During the period, Devon Energy Corp. also announced a $5.79 billion acquisition of fellow independent driller WPX Energy Inc. and The Blackstone Group Inc. sold its roughly 40% stake in Cheniere Energy Partners LP to Brookfield Infrastructure Partners LP for $3.48 billion.

Smaller transactions included Southwestern Energy Co.'s $893.5 million purchase of Marcellus and Utica Shale driller Montage Resources Corp. and gas liquids producer Painted Pony Energy Ltd.'s $377.3 million merger with Canadian Natural Resources Ltd. In September, Schlumberger Ltd. agreed to merge its integrated completions services business with Liberty Oilfield Services Inc.'s fracturing and engineering operations for $427.8 million.

According to 55% of oil and gas firms polled for the Kansas City Federal Reserve's third-quarter Energy Survey, constrained profitability will drive a massive increase in mergers and acquisitions through 2021.

Momentum from upstream combinations is not expected to trickle down to the pipeline sector, however. Replicating that activity farther downstream presents "a lot more headwinds than tailwinds," according to Raymond James & Associates Inc.'s Justin Jenkins.

"We'd love to see some of the larger well-capitalized strategics or private equity do more bidding in the space to get a better sense of things, but it's more of a wish or a hope than a reality," he said in a recent interview.

* PROBLEM REQUIREMENTS *
Write out the energy deals passage word for word, starting at "Smaller transactions included" and ending after "acquisitions through 2021.".

* GIVEN DATA *

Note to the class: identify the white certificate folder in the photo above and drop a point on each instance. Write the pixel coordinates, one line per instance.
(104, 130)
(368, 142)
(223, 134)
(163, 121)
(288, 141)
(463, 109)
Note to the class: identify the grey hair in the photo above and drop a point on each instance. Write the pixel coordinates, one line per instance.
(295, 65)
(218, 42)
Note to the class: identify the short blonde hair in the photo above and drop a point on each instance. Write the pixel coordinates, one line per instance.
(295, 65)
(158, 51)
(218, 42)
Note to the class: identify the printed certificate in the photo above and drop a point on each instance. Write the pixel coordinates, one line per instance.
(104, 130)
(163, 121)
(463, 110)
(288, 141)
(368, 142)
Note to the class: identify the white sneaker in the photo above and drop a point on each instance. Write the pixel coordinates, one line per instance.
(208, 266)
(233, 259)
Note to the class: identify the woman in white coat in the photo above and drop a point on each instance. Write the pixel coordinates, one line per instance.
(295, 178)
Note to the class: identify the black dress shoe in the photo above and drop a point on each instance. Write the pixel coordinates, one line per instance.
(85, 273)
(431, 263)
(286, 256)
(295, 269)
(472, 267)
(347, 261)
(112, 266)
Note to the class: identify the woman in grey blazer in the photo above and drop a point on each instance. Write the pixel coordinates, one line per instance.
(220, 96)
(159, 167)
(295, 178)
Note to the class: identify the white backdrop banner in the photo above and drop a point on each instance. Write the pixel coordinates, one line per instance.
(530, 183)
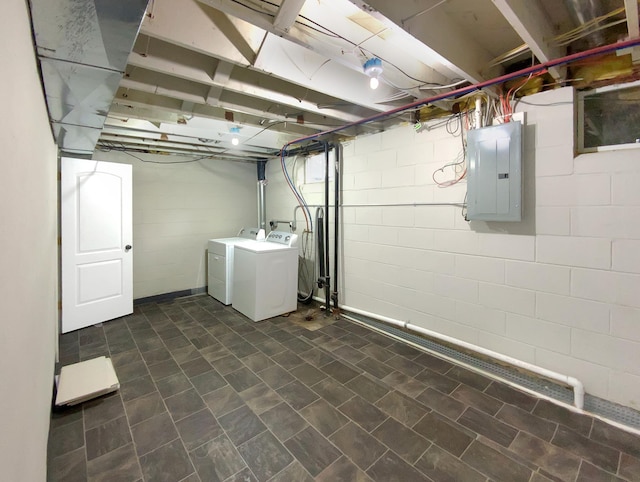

* WRITTEN SOLUTION *
Smaller transactions included Southwestern Energy Co.'s $893.5 million purchase of Marcellus and Utica Shale driller Montage Resources Corp. and gas liquids producer Painted Pony Energy Ltd.'s $377.3 million merger with Canadian Natural Resources Ltd. In September, Schlumberger Ltd. agreed to merge its integrated completions services business with Liberty Oilfield Services Inc.'s fracturing and engineering operations for $427.8 million.

According to 55% of oil and gas firms polled for the Kansas City Federal Reserve's third-quarter Energy Survey, constrained profitability will drive a massive increase in mergers and acquisitions through 2021.